— TO DO —
From the first line to the last, transcribe the data exactly.

DATA RECORDS START

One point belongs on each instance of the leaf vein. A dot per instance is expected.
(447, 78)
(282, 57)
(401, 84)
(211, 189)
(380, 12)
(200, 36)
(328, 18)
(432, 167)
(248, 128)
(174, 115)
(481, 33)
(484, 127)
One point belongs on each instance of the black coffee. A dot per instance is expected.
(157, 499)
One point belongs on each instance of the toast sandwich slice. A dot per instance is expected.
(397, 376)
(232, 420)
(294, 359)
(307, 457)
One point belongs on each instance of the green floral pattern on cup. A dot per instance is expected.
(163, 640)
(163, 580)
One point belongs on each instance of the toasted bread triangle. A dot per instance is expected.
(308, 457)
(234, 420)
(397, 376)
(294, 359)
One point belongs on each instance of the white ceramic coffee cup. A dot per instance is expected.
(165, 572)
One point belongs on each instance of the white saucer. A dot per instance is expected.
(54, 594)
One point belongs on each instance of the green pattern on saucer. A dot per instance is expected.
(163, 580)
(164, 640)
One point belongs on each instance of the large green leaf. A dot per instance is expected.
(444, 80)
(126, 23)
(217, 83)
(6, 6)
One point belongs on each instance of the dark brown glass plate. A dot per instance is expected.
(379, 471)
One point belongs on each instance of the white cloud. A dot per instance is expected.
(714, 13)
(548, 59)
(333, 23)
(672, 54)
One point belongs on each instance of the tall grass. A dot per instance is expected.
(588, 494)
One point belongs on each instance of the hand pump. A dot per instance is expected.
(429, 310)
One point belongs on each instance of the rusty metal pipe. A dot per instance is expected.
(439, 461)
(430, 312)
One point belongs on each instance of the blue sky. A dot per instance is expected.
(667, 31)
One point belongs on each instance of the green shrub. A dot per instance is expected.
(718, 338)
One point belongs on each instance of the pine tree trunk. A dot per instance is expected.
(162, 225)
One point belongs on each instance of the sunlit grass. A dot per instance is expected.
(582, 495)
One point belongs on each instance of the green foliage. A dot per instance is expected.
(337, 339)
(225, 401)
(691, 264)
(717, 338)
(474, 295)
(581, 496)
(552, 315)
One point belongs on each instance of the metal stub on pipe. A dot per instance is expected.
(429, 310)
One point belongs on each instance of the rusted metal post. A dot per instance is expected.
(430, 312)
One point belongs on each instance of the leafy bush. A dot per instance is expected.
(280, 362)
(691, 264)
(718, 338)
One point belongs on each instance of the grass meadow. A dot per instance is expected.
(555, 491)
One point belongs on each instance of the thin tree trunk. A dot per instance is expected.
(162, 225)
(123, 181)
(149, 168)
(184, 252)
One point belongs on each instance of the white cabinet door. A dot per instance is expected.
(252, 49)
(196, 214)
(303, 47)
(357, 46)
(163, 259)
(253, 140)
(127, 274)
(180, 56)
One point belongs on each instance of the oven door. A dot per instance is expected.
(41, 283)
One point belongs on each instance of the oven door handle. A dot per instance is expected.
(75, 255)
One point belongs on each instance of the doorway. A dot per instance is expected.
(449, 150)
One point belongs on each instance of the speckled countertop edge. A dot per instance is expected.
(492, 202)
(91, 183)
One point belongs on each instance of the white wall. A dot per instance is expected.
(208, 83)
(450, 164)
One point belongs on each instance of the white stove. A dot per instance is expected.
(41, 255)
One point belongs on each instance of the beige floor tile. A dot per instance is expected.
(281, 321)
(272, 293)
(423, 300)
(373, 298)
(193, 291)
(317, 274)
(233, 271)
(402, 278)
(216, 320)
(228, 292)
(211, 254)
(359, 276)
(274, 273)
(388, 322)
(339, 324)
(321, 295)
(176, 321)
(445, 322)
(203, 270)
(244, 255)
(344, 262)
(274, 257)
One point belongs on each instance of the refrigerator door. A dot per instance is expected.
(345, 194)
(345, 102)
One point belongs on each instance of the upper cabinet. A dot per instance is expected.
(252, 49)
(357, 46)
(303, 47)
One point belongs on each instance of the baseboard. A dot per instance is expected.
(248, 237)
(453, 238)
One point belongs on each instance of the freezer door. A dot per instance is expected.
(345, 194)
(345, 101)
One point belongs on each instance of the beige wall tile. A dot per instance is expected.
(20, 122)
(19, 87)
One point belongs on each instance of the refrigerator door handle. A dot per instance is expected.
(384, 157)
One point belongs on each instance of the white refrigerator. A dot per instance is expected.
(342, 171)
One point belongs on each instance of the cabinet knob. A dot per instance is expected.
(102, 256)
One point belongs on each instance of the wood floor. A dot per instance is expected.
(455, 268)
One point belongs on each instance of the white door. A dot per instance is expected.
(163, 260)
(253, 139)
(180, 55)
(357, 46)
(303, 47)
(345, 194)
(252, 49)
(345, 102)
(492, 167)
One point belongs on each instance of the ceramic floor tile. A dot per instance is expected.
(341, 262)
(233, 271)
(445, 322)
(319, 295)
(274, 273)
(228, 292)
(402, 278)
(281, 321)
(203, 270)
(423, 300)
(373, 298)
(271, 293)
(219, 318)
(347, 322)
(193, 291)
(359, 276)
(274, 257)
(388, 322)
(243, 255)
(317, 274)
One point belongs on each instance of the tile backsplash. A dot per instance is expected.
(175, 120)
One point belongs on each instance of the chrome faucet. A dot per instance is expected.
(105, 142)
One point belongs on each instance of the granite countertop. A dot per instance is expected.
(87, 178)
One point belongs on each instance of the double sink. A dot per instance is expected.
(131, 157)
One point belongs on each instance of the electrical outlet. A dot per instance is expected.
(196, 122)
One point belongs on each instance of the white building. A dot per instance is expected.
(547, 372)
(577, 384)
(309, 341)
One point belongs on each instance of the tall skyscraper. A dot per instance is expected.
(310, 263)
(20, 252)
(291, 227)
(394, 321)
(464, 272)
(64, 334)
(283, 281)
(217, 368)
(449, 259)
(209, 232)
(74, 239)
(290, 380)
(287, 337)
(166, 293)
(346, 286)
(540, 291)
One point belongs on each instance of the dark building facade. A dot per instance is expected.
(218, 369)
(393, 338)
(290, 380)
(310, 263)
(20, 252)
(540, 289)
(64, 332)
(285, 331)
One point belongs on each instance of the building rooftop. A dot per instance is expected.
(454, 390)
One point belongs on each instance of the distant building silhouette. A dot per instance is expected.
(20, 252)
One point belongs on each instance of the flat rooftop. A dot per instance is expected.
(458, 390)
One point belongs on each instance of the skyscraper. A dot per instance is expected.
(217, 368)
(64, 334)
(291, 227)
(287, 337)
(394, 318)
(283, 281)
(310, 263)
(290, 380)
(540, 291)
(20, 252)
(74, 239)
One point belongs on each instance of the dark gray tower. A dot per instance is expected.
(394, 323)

DATA RECORDS END

— RESULT OF THIS EXERCISE —
One point belongs on each instance of the leaf vein. A dot per instance is expected.
(447, 78)
(282, 57)
(401, 84)
(211, 189)
(380, 12)
(200, 36)
(328, 18)
(432, 167)
(248, 128)
(174, 115)
(481, 33)
(484, 127)
One point belongs on each instance of the black coffee. A dot per instance is expected.
(157, 499)
One point belongs on each instance of the toast sandwich slice. A dot per instance is expected.
(397, 376)
(232, 420)
(294, 359)
(307, 457)
One point belongs on each instance of the green floral pattern on cup. A dot per instance is expected.
(163, 640)
(163, 580)
One point belongs on each instance of the toasted bread triangle. A dot per instance is expected.
(308, 457)
(234, 420)
(397, 376)
(294, 359)
One point belongs on each instance of the white ceramic coffee cup. A dot per instance is expected.
(165, 572)
One point belongs on each instance of the white saucer. A dot per instance is expected.
(54, 594)
One point belongs on each instance of the green pattern on saucer. A dot per instance is expected.
(163, 580)
(164, 640)
One point belongs on each instance of the large green leaf. A dot per instance is expected.
(444, 80)
(126, 23)
(217, 83)
(6, 6)
One point belongs on each instance of the dark brown glass plate. A dot per instance is expected.
(379, 471)
One point belongs on each instance of the white cloud. A dot per instance is expected.
(714, 13)
(548, 59)
(333, 23)
(672, 54)
One point belongs on each instance of the tall grass. A dot per instance is expected.
(588, 494)
One point belongs on each instance of the hand pump. A dot per instance is expected.
(429, 310)
One point belongs on each instance of the rusty metal pipe. A dot per instance is expected.
(439, 461)
(430, 312)
One point belongs on each instance of the blue sky. A dot per instance is expected.
(667, 31)
One point belongs on each instance of the green shrub. A dot per instance is expected.
(718, 338)
One point belongs on each instance of the pine tree trunk. A dot per instance is expected.
(162, 225)
One point belongs on each instance of the sunlit grass. A dot per instance is expected.
(582, 495)
One point belongs on each instance of the green foliage. A dot per instance is expected.
(337, 339)
(225, 401)
(691, 264)
(717, 338)
(474, 295)
(581, 496)
(552, 315)
One point belongs on each instance of the metal stub on pipe. A dot per instance is expected.
(429, 310)
One point belongs on each instance of the rusted metal post. A dot per instance is expected.
(430, 312)
One point belongs on each instance of the leafy bush. A dot per instance is expected.
(280, 362)
(691, 264)
(718, 338)
One point belongs on each instance of the grass meadow. A dot per instance is expected.
(555, 491)
One point belongs on each instance of the thin tree trunk. A dot per instance is expected.
(162, 225)
(123, 181)
(149, 168)
(184, 252)
One point belongs on each instance of the white cabinet door. A dot per instance is expected.
(252, 49)
(196, 214)
(303, 47)
(357, 46)
(163, 259)
(253, 140)
(127, 274)
(180, 56)
One point belongs on each instance of the oven door. A dot per instance is expected.
(41, 283)
One point belongs on each instance of the oven door handle. A dot per instance is expected.
(75, 255)
One point belongs on each instance of the doorway. A dot per instance is expected.
(449, 150)
One point belongs on each instance of the speckled countertop edge. A dot per instance is expected.
(492, 202)
(91, 183)
One point belongs on each instance of the white wall. A dot per instance is expected.
(208, 83)
(450, 164)
One point belongs on each instance of the white stove. A dot per instance is expected.
(41, 255)
One point belongs on each instance of the beige floor tile. A dot per instance is expected.
(281, 321)
(272, 293)
(423, 300)
(373, 298)
(193, 291)
(317, 274)
(233, 271)
(402, 278)
(216, 320)
(228, 292)
(211, 254)
(359, 276)
(274, 273)
(388, 322)
(339, 324)
(321, 295)
(176, 321)
(445, 322)
(203, 270)
(244, 255)
(344, 262)
(274, 257)
One point belongs on each instance of the refrigerator door. A dot per instance is expected.
(345, 194)
(345, 102)
One point belongs on each instance of the upper cabinet. A dot per instance is expected.
(252, 49)
(357, 46)
(303, 47)
One point belongs on each instance of the baseboard. A dot per instance is expected.
(248, 237)
(453, 238)
One point belongs on each instance of the freezer door. A dot per instance is expected.
(345, 194)
(345, 101)
One point belongs on each instance of the beige wall tile. A dot per instance is expected.
(20, 122)
(19, 87)
One point belongs on each instance of the refrigerator door handle. A dot per instance is expected.
(384, 157)
One point belongs on each instance of the white refrigerator. A dot per instance is expected.
(342, 171)
One point belongs on each instance of the cabinet knob. A dot per instance is expected.
(102, 256)
One point belongs on each instance of the wood floor. A dot per instance is expected.
(455, 268)
One point belongs on each instance of the white door. A dot per instance is expected.
(163, 260)
(253, 139)
(180, 55)
(357, 46)
(303, 47)
(345, 194)
(252, 49)
(345, 102)
(492, 167)
One point belongs on each instance of the ceramic floor tile. A dot per instance is expected.
(341, 262)
(233, 271)
(445, 322)
(319, 295)
(274, 273)
(228, 292)
(402, 278)
(281, 321)
(203, 270)
(423, 300)
(373, 298)
(271, 293)
(219, 318)
(347, 322)
(193, 291)
(359, 276)
(274, 257)
(388, 322)
(243, 255)
(317, 274)
One point belongs on each instance of the tile backsplash. A dot per instance is expected.
(175, 120)
One point belongs on each instance of the chrome faucet. A dot per instance is expected.
(105, 142)
One point belongs on each instance of the granite countertop. A dot per instance is expected.
(87, 178)
One point belongs on each instance of the double sink. A dot per instance is expected.
(131, 157)
One point belongs on each instance of the electrical outlet. A dot per instance is expected.
(196, 122)
One point belongs on each instance of the white building. A dot per instance is expected.
(547, 372)
(577, 384)
(309, 341)
One point belongs on each instance of the tall skyscraper. A dot per instance is expected.
(310, 263)
(20, 252)
(291, 227)
(394, 321)
(464, 272)
(64, 334)
(283, 281)
(217, 368)
(449, 259)
(209, 232)
(74, 239)
(290, 380)
(287, 337)
(166, 293)
(346, 286)
(540, 291)
One point belongs on each instance of the dark building facade. A dot per instance is expected.
(218, 369)
(393, 338)
(290, 380)
(310, 263)
(20, 252)
(540, 289)
(64, 332)
(285, 331)
One point belongs on each instance of the building rooftop. A dot per instance is expected.
(454, 390)
One point belongs on each instance of the distant building silhouette. A dot per instance is expected.
(20, 252)
One point belongs on each instance of the flat rooftop. A dot per instance is expected.
(458, 390)
One point belongs on each instance of the skyscraper. A dot per instance is expected.
(217, 368)
(64, 334)
(291, 227)
(287, 337)
(394, 318)
(283, 281)
(310, 263)
(290, 380)
(540, 291)
(20, 252)
(74, 239)
One point belongs on each instance of the dark gray tower. A dot per instance is expected.
(394, 323)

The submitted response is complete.